Give as output the line that contains "sample = <point>79,95</point>", followed by every remaining line of the entries, unchanged and with nothing added.

────

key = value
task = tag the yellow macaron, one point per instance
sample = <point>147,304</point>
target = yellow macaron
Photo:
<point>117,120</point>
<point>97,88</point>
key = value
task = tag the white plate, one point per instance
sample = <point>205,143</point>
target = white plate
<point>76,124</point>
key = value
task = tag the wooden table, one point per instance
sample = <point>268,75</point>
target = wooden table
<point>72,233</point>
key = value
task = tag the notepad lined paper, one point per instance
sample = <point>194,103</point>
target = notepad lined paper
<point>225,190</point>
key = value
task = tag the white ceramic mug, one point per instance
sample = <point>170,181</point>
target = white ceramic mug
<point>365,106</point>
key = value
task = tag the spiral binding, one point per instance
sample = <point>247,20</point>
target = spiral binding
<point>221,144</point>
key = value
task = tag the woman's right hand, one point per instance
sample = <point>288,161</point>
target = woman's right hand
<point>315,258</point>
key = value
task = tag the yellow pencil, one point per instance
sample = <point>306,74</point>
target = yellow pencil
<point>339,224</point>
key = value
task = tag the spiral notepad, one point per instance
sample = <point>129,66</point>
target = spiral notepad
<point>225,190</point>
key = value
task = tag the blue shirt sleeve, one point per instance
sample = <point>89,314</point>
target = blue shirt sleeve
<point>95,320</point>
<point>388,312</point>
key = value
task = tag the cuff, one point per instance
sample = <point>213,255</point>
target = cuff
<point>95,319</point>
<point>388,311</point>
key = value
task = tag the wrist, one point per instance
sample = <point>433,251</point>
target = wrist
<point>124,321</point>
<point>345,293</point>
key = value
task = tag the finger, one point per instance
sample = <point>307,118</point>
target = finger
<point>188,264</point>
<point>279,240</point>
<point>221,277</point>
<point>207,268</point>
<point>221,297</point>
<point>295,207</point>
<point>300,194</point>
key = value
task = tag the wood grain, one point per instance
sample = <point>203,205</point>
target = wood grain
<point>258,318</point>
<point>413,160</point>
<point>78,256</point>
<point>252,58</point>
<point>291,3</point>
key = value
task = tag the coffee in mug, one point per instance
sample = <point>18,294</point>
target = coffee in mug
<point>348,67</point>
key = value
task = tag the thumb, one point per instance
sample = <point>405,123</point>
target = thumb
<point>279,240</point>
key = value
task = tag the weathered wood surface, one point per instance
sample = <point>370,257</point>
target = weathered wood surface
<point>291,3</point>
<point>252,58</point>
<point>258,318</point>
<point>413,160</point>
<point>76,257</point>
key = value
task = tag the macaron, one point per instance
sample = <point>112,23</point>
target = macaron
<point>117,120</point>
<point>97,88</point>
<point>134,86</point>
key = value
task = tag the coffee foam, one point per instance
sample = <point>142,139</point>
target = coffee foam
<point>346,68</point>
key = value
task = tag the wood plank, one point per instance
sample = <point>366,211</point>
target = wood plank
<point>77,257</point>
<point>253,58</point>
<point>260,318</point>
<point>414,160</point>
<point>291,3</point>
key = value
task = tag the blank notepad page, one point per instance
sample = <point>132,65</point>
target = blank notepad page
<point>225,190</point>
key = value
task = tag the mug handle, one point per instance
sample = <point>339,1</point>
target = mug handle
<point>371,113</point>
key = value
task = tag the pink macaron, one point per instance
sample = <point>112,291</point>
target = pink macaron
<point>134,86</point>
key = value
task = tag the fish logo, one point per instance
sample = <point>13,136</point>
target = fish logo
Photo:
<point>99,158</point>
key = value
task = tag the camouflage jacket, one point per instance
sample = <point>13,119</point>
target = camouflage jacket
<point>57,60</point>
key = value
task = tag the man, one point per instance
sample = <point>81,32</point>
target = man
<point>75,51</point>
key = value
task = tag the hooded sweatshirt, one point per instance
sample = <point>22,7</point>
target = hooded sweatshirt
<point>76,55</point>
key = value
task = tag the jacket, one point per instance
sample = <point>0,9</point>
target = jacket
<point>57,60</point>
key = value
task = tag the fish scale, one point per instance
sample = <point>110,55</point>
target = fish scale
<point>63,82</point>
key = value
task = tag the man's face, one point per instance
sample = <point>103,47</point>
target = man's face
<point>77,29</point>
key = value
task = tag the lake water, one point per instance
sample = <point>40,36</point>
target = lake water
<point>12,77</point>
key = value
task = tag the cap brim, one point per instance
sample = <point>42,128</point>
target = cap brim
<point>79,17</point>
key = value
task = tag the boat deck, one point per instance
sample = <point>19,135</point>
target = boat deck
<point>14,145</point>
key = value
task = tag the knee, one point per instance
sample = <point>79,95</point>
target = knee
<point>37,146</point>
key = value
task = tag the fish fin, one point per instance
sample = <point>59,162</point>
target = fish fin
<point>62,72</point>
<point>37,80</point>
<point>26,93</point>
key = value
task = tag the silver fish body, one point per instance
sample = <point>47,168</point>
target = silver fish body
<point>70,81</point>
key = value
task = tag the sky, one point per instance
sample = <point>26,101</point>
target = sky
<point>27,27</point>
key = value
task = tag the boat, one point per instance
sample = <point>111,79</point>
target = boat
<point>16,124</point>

────

*Exercise output*
sample = <point>79,95</point>
target = knee
<point>37,146</point>
key = value
task = tag the fish fin, one point per instance
sample = <point>59,162</point>
target = fish fin
<point>62,72</point>
<point>37,80</point>
<point>26,93</point>
key = value
task = tag the silver fish body, one point per instance
sample = <point>47,168</point>
target = silver fish body
<point>70,81</point>
key = value
task = tag the sky, one point per instance
sample = <point>26,101</point>
target = sky
<point>27,27</point>
key = value
task = tag the boat, one point per instance
sample = <point>111,79</point>
target = boat
<point>16,124</point>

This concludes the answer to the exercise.